Anlamsız ve zararlı duygular

Güneş sistemine bağlı şirin ve mavi bir gezegen olan dünyada, en şerefli ve aziz bir misafir olan insanın, imtihanına vesile olması için verilen müsbet duygular olduğu gibi; rekabet, kıskançlık, haset, kin, nefret ve düşmanlık gibi menfî duygular da verilmiştir.

Ruhun hayatiyetini devam ettirebilmesi için verilen akıl, gazap ve şehvet kuvvelerine bağlanan bu müsbet ve menfî duygular, akıl ve iradenin hâkimiyetinde kalırsa her cihette müsbet neticeler verir.

Nefs-i emmârenin tesiri altında kalırsa, hayvanları ve şeytanları bile geride bırakacak olumsuzluklar o insandan meydana gelir. Böyle insanlar, bulundukları cemiyetleri alt üst eden karıştırıcı bir âlet veya zehirleyen birer yılan gibi olurlar.

Her yere hâkim olmak ve her şeyi kontrol altında tutmak, bir kısım insanların arzu ettikleri bir neticedir. Hem de hâkimiyetin gereği istiklâliyet ve ortağı kabul etmemektir. Bu arzu yüzünden nice dindar padişah ve sultanlar kardeş veya oğlunu ortadan kaldırmıştır. Tarih bunun yüzlerce örneğiyle doludur.

Yakın tarihe baktığımız zaman, devletin bütün iplerini ele geçirenler, kendilerine rakip olabilecek kimler varsa ya vücudunu ortadan kaldırmış, ya da tamamen toplum ve siyaset hayatından dışlayarak onların kendi köşelerinde sessizce ölüp gitmelerine sebep olmuşlardır.

Halbuki, dünyaya sığmayan ve rakip kabul etmeyen o kudretli insanlar, bugün toprağın altında yaptıklarıyla baş başa kaldılar. Hep dünyada kalacakları zannıyla yapmadık zulüm bırakmayanlar, her fâni gibi bu dünyayı terk etmek zorunda kaldılar.

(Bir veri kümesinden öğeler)
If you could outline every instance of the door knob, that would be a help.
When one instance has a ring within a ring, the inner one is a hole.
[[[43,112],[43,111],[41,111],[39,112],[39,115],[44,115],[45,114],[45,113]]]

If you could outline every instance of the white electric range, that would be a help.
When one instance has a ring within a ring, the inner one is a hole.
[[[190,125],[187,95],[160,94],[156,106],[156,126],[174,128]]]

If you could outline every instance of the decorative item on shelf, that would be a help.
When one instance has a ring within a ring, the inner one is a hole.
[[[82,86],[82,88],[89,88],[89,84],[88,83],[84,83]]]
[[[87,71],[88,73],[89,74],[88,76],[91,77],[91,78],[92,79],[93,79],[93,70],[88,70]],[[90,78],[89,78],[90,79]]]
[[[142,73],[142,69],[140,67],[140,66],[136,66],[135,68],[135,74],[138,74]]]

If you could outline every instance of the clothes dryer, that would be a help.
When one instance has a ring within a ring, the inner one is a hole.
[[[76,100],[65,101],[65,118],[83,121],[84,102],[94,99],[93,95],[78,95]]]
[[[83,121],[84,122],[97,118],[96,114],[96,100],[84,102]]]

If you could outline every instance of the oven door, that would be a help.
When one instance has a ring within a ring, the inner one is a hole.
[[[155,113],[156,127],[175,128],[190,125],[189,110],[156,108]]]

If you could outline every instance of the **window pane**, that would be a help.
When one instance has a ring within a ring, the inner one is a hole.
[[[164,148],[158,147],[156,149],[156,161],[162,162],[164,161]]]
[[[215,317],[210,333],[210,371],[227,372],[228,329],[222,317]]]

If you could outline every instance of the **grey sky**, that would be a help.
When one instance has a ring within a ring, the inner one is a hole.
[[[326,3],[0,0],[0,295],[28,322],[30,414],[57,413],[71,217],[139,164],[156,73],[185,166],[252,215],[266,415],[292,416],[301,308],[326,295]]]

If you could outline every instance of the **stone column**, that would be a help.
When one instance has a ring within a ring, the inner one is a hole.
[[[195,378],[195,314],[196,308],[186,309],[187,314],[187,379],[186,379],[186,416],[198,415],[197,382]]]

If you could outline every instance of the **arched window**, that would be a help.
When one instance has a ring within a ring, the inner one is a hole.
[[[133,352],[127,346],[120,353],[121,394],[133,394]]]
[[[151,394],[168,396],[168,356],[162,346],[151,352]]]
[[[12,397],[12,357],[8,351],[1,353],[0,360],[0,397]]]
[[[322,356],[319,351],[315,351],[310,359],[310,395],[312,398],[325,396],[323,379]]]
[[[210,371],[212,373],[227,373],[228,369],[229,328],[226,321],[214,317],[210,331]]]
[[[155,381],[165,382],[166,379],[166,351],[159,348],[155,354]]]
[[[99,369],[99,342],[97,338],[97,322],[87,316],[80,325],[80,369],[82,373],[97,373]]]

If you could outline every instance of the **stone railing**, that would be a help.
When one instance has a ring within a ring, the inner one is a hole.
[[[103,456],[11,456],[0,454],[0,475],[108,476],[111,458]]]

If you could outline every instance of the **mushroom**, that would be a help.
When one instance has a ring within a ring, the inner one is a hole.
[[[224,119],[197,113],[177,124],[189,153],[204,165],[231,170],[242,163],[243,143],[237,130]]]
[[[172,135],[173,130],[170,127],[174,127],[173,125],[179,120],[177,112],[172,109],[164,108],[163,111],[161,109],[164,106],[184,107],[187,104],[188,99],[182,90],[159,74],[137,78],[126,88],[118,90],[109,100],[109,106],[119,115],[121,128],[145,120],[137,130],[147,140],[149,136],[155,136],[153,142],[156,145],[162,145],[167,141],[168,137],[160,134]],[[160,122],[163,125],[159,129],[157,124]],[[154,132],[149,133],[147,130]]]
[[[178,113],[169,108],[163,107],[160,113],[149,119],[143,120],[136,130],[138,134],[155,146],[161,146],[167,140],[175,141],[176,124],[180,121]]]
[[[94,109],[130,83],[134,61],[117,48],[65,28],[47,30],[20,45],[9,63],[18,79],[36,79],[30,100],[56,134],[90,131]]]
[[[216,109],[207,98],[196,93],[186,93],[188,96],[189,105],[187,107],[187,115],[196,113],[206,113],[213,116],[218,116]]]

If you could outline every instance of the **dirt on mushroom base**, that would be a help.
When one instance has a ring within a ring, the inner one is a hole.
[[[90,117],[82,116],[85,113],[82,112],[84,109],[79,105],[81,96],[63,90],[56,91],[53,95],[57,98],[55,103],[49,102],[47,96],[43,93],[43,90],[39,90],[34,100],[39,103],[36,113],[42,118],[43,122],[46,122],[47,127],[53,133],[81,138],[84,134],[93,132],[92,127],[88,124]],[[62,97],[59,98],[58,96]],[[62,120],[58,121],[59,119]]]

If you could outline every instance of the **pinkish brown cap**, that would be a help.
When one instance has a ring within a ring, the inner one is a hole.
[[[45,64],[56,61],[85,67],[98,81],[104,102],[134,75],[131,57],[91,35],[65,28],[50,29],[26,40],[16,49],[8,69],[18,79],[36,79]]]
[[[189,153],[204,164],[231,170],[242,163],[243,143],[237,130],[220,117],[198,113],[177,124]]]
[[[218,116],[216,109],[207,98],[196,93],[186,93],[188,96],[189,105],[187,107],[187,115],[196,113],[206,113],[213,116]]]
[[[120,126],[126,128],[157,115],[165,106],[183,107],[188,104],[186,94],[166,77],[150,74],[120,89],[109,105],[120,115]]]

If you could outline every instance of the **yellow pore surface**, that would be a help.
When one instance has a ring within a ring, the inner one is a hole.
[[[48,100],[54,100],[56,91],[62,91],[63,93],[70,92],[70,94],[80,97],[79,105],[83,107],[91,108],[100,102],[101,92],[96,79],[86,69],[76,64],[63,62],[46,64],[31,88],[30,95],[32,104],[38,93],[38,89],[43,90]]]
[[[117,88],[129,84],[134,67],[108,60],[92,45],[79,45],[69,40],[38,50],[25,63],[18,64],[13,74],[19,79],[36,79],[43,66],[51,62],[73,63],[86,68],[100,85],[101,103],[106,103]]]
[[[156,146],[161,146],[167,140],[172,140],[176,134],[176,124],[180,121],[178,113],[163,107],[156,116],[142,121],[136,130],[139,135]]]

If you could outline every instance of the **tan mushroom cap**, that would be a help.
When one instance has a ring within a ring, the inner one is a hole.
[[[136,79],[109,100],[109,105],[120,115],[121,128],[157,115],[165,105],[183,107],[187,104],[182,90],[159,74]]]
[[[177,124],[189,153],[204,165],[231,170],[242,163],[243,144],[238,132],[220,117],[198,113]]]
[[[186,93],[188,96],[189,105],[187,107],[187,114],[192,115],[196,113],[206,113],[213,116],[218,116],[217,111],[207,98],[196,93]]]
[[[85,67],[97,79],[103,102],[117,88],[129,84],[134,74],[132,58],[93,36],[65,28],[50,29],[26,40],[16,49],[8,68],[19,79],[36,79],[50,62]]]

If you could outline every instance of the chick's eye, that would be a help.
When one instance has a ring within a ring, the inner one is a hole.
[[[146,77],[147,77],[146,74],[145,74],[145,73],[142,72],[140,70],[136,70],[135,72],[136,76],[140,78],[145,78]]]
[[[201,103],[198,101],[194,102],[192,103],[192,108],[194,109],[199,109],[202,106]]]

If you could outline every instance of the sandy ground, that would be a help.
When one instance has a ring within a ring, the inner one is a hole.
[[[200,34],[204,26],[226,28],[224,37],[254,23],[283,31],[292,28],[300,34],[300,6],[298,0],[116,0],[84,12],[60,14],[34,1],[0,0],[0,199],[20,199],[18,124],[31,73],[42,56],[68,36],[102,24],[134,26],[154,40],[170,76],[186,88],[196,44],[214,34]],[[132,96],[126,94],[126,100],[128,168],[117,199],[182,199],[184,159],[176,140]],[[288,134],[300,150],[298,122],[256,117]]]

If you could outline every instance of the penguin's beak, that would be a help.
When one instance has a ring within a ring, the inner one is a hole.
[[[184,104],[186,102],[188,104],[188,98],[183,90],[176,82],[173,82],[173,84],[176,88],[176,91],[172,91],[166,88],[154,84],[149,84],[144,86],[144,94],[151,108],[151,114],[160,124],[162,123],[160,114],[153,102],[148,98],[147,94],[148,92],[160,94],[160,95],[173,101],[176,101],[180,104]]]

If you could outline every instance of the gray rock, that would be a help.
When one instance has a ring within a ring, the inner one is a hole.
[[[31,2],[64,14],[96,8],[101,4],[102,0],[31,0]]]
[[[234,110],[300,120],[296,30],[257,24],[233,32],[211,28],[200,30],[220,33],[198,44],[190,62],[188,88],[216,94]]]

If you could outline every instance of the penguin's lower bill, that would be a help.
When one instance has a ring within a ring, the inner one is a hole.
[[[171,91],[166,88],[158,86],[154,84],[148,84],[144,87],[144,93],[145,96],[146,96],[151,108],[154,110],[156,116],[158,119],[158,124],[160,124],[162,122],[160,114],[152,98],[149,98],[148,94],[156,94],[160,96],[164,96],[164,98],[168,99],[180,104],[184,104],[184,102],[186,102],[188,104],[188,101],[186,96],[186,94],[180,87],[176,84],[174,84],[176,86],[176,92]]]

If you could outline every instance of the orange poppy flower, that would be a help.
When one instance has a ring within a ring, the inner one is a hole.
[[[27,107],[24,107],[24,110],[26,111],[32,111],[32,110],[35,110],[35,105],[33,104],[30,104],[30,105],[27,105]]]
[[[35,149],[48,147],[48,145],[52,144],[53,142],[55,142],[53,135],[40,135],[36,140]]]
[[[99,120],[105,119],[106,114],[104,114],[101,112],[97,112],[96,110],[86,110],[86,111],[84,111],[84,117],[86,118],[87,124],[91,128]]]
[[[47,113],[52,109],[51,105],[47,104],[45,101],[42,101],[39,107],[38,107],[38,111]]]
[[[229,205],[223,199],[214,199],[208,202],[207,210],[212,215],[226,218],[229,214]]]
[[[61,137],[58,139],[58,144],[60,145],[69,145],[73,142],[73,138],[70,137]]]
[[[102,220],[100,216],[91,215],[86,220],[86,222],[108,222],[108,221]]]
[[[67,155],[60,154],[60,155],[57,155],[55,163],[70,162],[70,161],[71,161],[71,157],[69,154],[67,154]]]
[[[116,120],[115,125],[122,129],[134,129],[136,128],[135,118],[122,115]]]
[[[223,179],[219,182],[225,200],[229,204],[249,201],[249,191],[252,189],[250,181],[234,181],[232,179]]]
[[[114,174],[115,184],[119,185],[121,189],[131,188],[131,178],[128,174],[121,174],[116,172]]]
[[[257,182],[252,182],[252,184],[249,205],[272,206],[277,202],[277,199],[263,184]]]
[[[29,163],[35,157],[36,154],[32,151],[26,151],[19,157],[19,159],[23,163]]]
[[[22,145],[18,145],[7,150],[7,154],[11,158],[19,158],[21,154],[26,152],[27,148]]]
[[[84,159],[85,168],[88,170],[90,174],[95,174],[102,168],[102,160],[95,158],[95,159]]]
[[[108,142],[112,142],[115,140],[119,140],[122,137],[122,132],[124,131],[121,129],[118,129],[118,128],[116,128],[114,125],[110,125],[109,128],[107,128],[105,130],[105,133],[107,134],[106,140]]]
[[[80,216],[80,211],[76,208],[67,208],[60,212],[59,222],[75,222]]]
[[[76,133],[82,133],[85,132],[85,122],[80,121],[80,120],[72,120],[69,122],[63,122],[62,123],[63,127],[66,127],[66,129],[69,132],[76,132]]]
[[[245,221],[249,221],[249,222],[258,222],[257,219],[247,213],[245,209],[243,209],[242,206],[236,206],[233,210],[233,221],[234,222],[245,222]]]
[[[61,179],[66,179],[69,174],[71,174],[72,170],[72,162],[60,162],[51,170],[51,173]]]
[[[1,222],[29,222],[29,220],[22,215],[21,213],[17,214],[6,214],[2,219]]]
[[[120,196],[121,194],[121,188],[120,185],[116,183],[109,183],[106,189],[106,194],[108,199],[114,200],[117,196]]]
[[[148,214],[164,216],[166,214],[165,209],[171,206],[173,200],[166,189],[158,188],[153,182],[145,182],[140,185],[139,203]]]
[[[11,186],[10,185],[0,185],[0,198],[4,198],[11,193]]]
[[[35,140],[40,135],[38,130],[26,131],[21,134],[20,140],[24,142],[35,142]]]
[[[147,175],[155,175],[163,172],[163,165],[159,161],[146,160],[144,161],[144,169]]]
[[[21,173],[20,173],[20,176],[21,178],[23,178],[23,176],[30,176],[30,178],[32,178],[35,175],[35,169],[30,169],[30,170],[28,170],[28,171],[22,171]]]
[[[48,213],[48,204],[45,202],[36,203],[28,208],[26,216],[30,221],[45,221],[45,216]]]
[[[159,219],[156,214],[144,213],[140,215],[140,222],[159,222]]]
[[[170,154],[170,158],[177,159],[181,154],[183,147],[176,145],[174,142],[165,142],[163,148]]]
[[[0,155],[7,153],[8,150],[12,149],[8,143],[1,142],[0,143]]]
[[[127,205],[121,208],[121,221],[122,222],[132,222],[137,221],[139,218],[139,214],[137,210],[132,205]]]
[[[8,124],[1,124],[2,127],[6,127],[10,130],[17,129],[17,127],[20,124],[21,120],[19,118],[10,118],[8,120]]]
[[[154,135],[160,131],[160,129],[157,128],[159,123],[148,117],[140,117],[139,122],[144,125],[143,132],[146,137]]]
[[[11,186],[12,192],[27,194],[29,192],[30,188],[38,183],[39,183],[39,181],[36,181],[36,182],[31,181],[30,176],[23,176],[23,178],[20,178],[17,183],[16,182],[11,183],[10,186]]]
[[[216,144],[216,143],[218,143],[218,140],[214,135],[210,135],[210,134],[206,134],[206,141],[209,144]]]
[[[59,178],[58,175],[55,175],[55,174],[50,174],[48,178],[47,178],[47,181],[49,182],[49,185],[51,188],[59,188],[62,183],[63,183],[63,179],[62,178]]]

■ Yazılı Soru:
Okuma parçasına dayanarak şu soruları cevaplayınız:
(a) İnsana verilen menfî duygulara örnek olarak hangileri sayılmaktadır?
(b) Müsbet ve menfî duygular hangi kuvvelere bağlanmaktadır?
(c) Hâkimiyetin gereği olarak ne gösterilmektedir?
Öğeler, okuma parçasından bağımsız ayrı bir malzemedir.

■ Görevin Cevabı:
(a) Rekabet, kıskançlık, haset, kin, nefret ve düşmanlık.
(b) Akıl, gazap ve şehvet kuvvelerine.
(c) İstiklâliyet ve ortağı kabul etmemek.